Greifen Sie den Auszug zur Schweigepflicht bei Dienstleistern von Ärzten und Zahnärzten auf und schreiben Sie ihn nach dem letzten Satz weiter.

### AUSZUG

※ ※ ※

Ärzte und Zahnärzte sollten Verpflichtungserklärungen mit ihren Dienstleistern ergänzen!
Ohne Beteiligung der Gesundheitswirtschaft ist das „Gesetz zur Neuregelung des Schutzes von Geheimnissen bei der Mitwirkung Dritter an der Berufsausübung schweigepflichtiger Personen“ am 09.11.2017 in Kraft treten. Ärzte und Zahnärzte sollten schnellstmöglich ihre Dienstleister schriftlich belehren, um eine eigene Strafbarkeit zu vermeiden.
Schon bisher macht sich ein Arzt oder Zahnarzt nach § 203 Absatz 1 des Strafgesetzbuches (StGB) strafbar, wenn er unbefugt ein fremdes Geheimnis offenbart, das ihm in beruflicher Eigenschaft anvertraut oder sonst bekannt geworden ist. Adressat dieser Vorschrift sind nach allgemeiner Meinung auch die Mitarbeiter eines Zahnarztes oder Arztes. Ungeklärt war bislang, ob ein Arzt einen Dienstleister beauftragen darf, der geheimhaltungsbedürftige Informationen eines Arztes oder Zahnarztes einsehen kann. Zu denken ist etwa an einen IT-Dienstleister, der die EDV der Praxis wartet. Auch Unternehmen, die Akten archivieren oder vernichten oder ein Dienstleister, der zu bestimmten Urzeiten die Telefonanrufe von Kunden entgegennimmt, kann geheimhaltungsbedürftige Information in Erfahrung bringen. Mit dem neuen § 203 StGB wird diese Regelungslücke geschlossen. Ärzte und Zahnärzte können ohne jedes Risiko ab sofort auch dritte Dienstleister beauftragen.

※ ※ ※

### DATENÜBERSICHT
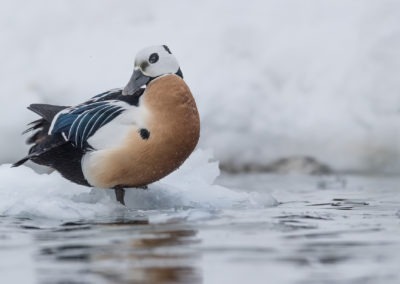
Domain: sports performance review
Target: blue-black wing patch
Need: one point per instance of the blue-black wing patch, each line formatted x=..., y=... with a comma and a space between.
x=79, y=123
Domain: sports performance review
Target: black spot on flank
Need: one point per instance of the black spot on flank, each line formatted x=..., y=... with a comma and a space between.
x=167, y=49
x=144, y=133
x=153, y=58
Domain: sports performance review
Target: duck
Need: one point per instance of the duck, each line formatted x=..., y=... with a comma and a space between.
x=123, y=138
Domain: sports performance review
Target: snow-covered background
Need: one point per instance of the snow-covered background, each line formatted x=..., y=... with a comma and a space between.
x=272, y=79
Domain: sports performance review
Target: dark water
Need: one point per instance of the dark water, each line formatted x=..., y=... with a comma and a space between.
x=325, y=230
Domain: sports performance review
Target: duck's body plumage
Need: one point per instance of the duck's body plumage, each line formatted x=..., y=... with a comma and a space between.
x=172, y=124
x=121, y=138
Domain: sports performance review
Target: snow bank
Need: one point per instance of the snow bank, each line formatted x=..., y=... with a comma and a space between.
x=25, y=193
x=272, y=78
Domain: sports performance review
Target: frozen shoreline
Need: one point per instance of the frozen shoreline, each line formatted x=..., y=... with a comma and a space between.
x=271, y=79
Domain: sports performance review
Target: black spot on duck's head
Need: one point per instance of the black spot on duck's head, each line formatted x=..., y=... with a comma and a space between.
x=150, y=63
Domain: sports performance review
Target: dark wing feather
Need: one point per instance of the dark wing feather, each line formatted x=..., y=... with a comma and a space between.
x=78, y=124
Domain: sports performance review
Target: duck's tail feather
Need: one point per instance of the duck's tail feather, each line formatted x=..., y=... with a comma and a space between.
x=47, y=112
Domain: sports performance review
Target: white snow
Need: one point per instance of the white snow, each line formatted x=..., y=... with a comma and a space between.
x=26, y=193
x=272, y=78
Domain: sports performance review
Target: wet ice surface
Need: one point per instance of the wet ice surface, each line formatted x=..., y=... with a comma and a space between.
x=325, y=230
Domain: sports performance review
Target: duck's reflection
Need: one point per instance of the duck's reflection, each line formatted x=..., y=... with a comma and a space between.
x=147, y=254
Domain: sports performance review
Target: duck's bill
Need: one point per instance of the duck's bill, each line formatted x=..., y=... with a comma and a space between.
x=137, y=80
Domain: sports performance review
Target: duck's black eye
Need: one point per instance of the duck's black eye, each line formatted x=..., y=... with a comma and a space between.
x=153, y=58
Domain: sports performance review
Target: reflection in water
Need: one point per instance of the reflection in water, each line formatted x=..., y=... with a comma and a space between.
x=124, y=252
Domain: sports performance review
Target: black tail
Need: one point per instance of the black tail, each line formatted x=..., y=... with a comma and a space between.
x=47, y=112
x=41, y=140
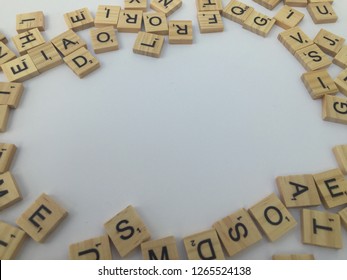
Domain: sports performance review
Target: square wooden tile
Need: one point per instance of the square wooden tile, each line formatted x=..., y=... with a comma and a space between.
x=168, y=7
x=107, y=16
x=332, y=187
x=9, y=191
x=135, y=5
x=79, y=20
x=11, y=240
x=321, y=229
x=298, y=190
x=104, y=39
x=97, y=248
x=210, y=22
x=329, y=42
x=10, y=94
x=272, y=217
x=288, y=17
x=41, y=218
x=322, y=13
x=161, y=249
x=155, y=23
x=313, y=58
x=319, y=83
x=335, y=109
x=130, y=21
x=82, y=62
x=237, y=232
x=45, y=57
x=127, y=231
x=148, y=44
x=28, y=40
x=20, y=69
x=180, y=32
x=268, y=4
x=68, y=42
x=259, y=23
x=204, y=246
x=28, y=21
x=294, y=39
x=7, y=152
x=237, y=11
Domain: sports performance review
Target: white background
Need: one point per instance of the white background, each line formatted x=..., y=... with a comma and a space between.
x=187, y=138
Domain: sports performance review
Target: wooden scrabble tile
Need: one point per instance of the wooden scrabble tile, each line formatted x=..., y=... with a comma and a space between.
x=296, y=3
x=28, y=40
x=6, y=54
x=341, y=58
x=10, y=94
x=82, y=62
x=7, y=152
x=45, y=57
x=293, y=257
x=9, y=192
x=127, y=231
x=180, y=32
x=135, y=5
x=161, y=249
x=203, y=246
x=294, y=39
x=288, y=17
x=237, y=232
x=343, y=216
x=322, y=13
x=79, y=20
x=237, y=11
x=210, y=22
x=68, y=42
x=130, y=21
x=312, y=58
x=4, y=114
x=268, y=4
x=335, y=109
x=332, y=187
x=148, y=44
x=272, y=217
x=298, y=190
x=20, y=69
x=155, y=23
x=340, y=153
x=41, y=218
x=321, y=229
x=319, y=83
x=97, y=248
x=11, y=240
x=328, y=42
x=104, y=39
x=168, y=7
x=28, y=21
x=209, y=5
x=259, y=24
x=107, y=16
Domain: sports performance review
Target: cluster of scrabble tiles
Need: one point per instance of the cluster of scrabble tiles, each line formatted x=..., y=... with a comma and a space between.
x=126, y=230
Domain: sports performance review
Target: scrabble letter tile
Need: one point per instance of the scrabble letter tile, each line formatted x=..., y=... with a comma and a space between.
x=97, y=248
x=237, y=232
x=11, y=240
x=127, y=231
x=203, y=246
x=272, y=217
x=298, y=190
x=321, y=229
x=41, y=218
x=162, y=249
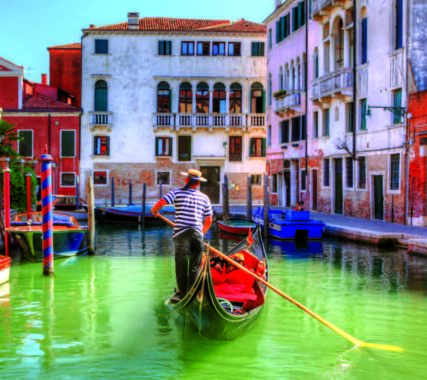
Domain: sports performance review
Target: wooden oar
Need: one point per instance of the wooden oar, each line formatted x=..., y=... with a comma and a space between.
x=345, y=335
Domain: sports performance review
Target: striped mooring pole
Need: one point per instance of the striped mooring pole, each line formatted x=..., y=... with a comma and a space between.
x=47, y=214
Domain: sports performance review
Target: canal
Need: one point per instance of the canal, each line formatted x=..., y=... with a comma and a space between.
x=104, y=316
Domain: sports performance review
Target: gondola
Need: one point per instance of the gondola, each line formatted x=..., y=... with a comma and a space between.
x=224, y=302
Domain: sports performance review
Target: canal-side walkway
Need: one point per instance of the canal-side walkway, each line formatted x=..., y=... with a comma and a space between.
x=374, y=232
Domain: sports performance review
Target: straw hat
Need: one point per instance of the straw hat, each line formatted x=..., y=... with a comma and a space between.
x=195, y=174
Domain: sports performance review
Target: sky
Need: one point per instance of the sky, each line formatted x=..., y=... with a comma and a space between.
x=28, y=27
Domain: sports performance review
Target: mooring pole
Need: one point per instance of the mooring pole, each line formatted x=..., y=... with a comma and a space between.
x=47, y=214
x=266, y=206
x=225, y=200
x=112, y=192
x=249, y=199
x=6, y=194
x=144, y=192
x=91, y=215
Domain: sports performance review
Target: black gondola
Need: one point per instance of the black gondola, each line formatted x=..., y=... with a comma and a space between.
x=224, y=307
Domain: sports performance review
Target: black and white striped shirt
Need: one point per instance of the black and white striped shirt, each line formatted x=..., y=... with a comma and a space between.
x=191, y=207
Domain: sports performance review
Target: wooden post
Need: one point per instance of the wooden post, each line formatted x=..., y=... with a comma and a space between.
x=112, y=192
x=266, y=206
x=144, y=192
x=225, y=200
x=249, y=199
x=90, y=215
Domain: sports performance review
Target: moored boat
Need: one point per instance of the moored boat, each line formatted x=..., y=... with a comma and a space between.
x=224, y=301
x=4, y=269
x=69, y=238
x=235, y=227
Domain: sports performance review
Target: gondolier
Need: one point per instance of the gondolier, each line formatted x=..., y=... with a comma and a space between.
x=193, y=218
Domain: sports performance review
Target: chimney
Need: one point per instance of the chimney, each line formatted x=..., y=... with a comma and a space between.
x=133, y=20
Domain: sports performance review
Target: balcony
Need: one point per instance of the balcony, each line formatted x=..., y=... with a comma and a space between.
x=338, y=84
x=289, y=103
x=323, y=8
x=208, y=121
x=100, y=120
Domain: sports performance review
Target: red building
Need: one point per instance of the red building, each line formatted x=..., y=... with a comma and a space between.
x=44, y=116
x=417, y=201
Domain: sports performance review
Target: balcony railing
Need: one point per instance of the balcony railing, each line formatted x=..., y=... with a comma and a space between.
x=100, y=119
x=339, y=82
x=217, y=120
x=322, y=8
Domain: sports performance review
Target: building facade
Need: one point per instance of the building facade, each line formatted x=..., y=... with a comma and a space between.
x=44, y=118
x=163, y=95
x=356, y=142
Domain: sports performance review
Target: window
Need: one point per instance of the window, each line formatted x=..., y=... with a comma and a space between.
x=100, y=177
x=362, y=172
x=101, y=96
x=68, y=179
x=203, y=48
x=185, y=98
x=101, y=146
x=235, y=98
x=349, y=168
x=234, y=49
x=219, y=99
x=284, y=131
x=163, y=178
x=349, y=116
x=397, y=102
x=256, y=179
x=398, y=43
x=218, y=48
x=394, y=171
x=68, y=143
x=187, y=48
x=25, y=146
x=163, y=98
x=184, y=148
x=257, y=49
x=202, y=98
x=163, y=146
x=363, y=109
x=101, y=46
x=326, y=122
x=303, y=180
x=165, y=47
x=326, y=174
x=257, y=147
x=316, y=124
x=235, y=148
x=364, y=40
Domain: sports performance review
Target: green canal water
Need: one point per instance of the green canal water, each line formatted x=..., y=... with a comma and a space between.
x=103, y=317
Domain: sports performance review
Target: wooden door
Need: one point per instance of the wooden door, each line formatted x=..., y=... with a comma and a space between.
x=212, y=187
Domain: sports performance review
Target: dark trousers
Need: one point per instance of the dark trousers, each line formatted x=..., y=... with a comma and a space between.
x=188, y=250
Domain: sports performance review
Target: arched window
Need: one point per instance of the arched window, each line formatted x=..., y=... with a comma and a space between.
x=202, y=98
x=219, y=99
x=185, y=98
x=101, y=96
x=163, y=98
x=235, y=98
x=257, y=98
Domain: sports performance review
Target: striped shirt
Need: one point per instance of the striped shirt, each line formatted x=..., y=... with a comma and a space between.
x=191, y=207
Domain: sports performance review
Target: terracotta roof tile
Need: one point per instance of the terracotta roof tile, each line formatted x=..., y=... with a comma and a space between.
x=74, y=45
x=162, y=24
x=40, y=102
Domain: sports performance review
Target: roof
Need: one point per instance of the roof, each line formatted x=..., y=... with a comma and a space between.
x=40, y=102
x=162, y=24
x=72, y=46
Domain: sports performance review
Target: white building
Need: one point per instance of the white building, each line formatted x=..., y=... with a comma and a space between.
x=161, y=95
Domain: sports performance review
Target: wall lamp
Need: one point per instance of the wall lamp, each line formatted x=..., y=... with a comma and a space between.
x=398, y=111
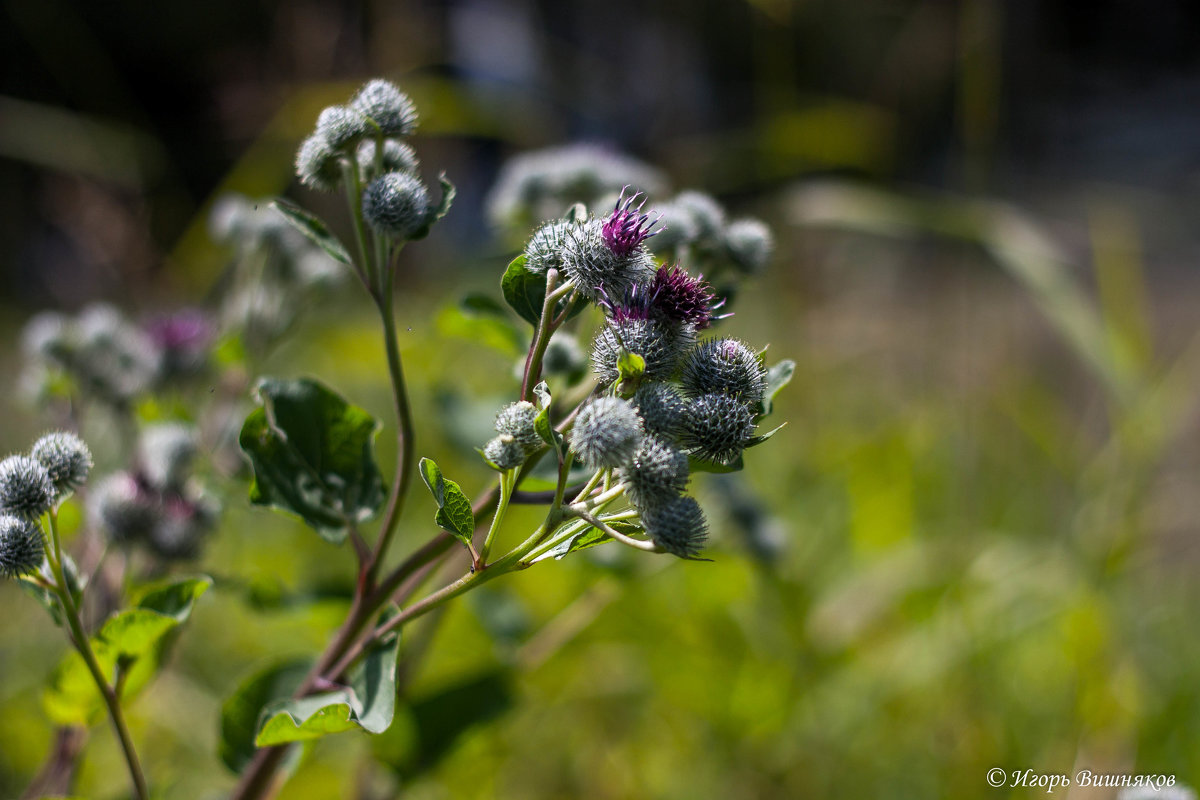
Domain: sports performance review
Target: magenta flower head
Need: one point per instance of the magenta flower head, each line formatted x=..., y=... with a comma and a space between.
x=681, y=298
x=627, y=227
x=672, y=296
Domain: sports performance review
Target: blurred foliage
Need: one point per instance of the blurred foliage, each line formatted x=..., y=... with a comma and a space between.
x=975, y=543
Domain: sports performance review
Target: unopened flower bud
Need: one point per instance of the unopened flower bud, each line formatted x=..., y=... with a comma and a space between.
x=25, y=487
x=678, y=525
x=661, y=409
x=390, y=109
x=597, y=269
x=504, y=451
x=66, y=459
x=124, y=510
x=397, y=157
x=717, y=427
x=606, y=432
x=705, y=211
x=725, y=366
x=318, y=164
x=749, y=244
x=516, y=420
x=659, y=342
x=181, y=527
x=547, y=246
x=655, y=474
x=341, y=126
x=22, y=546
x=165, y=453
x=396, y=204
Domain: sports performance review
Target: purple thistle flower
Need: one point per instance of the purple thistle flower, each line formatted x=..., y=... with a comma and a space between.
x=678, y=296
x=672, y=295
x=627, y=227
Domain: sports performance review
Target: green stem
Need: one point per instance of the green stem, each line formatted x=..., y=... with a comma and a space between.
x=507, y=481
x=406, y=453
x=541, y=338
x=83, y=644
x=637, y=543
x=354, y=197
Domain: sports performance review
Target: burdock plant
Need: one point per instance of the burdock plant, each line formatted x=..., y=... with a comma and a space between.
x=617, y=452
x=663, y=408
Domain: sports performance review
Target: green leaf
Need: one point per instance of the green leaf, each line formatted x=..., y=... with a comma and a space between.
x=587, y=537
x=705, y=465
x=454, y=507
x=312, y=456
x=132, y=641
x=525, y=290
x=448, y=193
x=432, y=725
x=369, y=702
x=240, y=714
x=315, y=229
x=479, y=318
x=541, y=422
x=778, y=377
x=48, y=599
x=630, y=365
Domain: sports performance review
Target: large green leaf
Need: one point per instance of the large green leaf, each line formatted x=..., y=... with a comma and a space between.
x=132, y=641
x=240, y=714
x=312, y=456
x=313, y=228
x=454, y=509
x=431, y=727
x=369, y=702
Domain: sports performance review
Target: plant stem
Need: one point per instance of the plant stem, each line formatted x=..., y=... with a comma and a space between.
x=637, y=543
x=507, y=480
x=406, y=453
x=354, y=197
x=541, y=338
x=83, y=644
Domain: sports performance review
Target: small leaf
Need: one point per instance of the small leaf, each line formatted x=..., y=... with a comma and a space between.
x=132, y=641
x=778, y=377
x=523, y=290
x=315, y=229
x=541, y=422
x=630, y=365
x=454, y=509
x=369, y=702
x=312, y=456
x=448, y=193
x=587, y=537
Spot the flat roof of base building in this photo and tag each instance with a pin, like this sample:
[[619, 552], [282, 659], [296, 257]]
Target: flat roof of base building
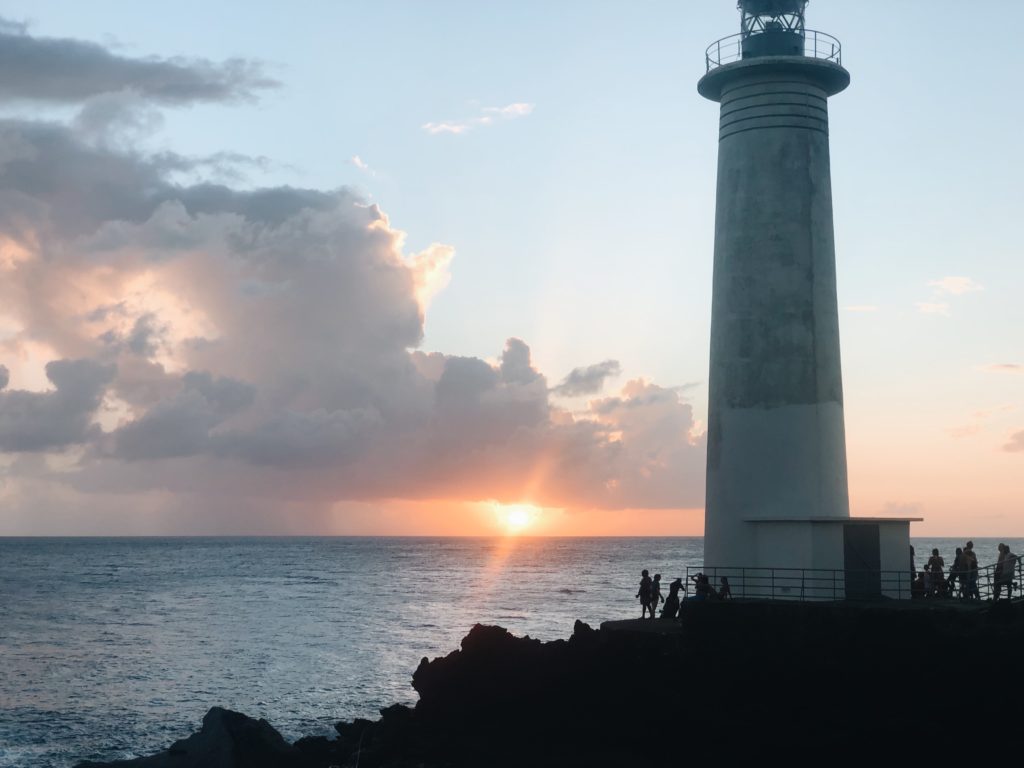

※ ※ ※

### LÖSUNG ZUR AUFGABE
Neu und wichtig für jeden Arzt und Zahnarzt ist, dass er sich strafbar machen kann, wenn er den Dienstleister nicht ordnungsgemäß zur Geheimhaltung verpflichtet. Mit dem Gesetz zur Neuregelung des Schutzes von Geheimnissen bei der Mitwirkung Dritter an der Berufsausübung schweigepflichtiger Personen wird zugleich das Berufsrecht der Rechtsanwälte, Notare, Wirtschaftsprüfer und Steuerberater geändert. Für den medizinischen Bereich fehlt es an einer Gesetzgebungskompetenz des Bundes. Es steht zu erwarten, dass die Länder entsprechende Änderungen des Berufsrechts durchführen werden, die sich in formaler Hinsicht an den Vorgaben der anderen freien Berufe orientieren werden.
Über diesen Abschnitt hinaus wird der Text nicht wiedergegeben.